(YOUR GOAL):
Each line from the one that contains "Place one keypoint on each instance of the rocky breakwater" to the end of the material must be set down exactly, and no line before it.
[ENTRIES SHOWN start]
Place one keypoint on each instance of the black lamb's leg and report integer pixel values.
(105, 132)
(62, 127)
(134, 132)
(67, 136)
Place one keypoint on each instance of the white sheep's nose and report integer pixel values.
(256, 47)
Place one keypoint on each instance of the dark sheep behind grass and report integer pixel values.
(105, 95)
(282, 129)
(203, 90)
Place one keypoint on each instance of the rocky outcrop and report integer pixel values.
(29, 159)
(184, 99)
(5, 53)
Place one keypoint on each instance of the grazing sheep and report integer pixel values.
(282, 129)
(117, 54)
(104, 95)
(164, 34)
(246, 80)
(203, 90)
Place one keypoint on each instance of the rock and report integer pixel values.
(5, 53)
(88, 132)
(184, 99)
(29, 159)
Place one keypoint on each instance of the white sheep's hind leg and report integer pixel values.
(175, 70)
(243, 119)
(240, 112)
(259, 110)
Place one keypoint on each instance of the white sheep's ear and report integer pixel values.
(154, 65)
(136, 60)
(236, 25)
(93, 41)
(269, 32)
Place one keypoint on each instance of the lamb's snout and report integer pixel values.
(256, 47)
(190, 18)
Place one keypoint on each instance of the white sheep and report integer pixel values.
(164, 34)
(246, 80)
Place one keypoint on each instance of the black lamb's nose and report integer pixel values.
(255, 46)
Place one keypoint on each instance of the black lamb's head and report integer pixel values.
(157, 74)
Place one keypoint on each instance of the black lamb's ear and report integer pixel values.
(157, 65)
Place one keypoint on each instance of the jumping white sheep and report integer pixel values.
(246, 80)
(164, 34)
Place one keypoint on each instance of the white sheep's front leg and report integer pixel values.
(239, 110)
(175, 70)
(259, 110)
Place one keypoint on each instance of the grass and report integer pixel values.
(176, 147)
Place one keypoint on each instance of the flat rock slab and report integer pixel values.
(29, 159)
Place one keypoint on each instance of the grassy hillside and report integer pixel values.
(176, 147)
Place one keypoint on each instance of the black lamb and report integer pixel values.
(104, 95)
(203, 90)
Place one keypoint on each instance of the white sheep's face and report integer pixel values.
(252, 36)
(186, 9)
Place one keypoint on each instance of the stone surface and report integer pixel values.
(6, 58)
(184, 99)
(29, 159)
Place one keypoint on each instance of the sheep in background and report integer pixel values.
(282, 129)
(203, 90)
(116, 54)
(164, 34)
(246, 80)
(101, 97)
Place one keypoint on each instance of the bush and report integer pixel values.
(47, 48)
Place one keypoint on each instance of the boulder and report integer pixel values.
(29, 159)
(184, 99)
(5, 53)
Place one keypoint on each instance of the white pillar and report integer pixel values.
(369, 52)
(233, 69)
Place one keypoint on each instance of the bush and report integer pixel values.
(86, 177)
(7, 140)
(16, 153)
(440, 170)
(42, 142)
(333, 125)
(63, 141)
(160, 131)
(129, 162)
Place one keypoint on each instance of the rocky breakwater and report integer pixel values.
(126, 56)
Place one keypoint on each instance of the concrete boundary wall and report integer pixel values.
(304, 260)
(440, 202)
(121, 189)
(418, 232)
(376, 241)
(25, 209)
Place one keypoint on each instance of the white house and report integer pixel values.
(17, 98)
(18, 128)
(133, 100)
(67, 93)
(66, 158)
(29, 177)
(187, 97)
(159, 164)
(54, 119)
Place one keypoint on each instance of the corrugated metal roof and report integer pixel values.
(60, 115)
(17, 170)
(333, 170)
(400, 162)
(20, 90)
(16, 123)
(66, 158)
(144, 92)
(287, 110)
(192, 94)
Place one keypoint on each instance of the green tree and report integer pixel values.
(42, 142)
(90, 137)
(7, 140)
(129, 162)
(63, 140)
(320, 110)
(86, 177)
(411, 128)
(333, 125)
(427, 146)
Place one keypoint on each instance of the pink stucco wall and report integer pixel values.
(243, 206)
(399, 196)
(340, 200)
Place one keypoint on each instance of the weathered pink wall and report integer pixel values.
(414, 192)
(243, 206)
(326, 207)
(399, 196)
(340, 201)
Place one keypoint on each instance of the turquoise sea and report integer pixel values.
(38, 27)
[ENTRIES SHOWN end]
(COMPLETE OUTPUT):
Place one keypoint on each instance of the rocky breakwater and report integer pixel values.
(126, 56)
Place one keypoint on each instance of the concrete boundary wall and report integer pixel values.
(304, 260)
(440, 202)
(121, 189)
(418, 232)
(376, 241)
(25, 209)
Place one keypoint on each instance of the white house and report integer pixel values.
(17, 98)
(18, 128)
(133, 100)
(67, 93)
(66, 158)
(29, 177)
(187, 97)
(159, 164)
(54, 119)
Place one keypoint on each instance of the corrugated metal roof and report integer pixel values.
(60, 115)
(17, 170)
(333, 170)
(400, 162)
(20, 90)
(16, 123)
(66, 158)
(144, 92)
(287, 110)
(192, 94)
Place one keypoint on each instance of the green tree and report integer pixel values.
(42, 142)
(90, 137)
(7, 140)
(129, 162)
(63, 140)
(320, 110)
(86, 177)
(411, 128)
(333, 125)
(427, 146)
Place one keypoint on each instance of the pink stucco wall and report integer pixel values.
(243, 206)
(399, 196)
(340, 200)
Place one keypoint on each instance of the weathered pink wall and report integer pixel values.
(414, 192)
(243, 206)
(326, 207)
(399, 196)
(340, 201)
Place one keypoint on each instance of the turquoise sea and report integer pixel values.
(38, 27)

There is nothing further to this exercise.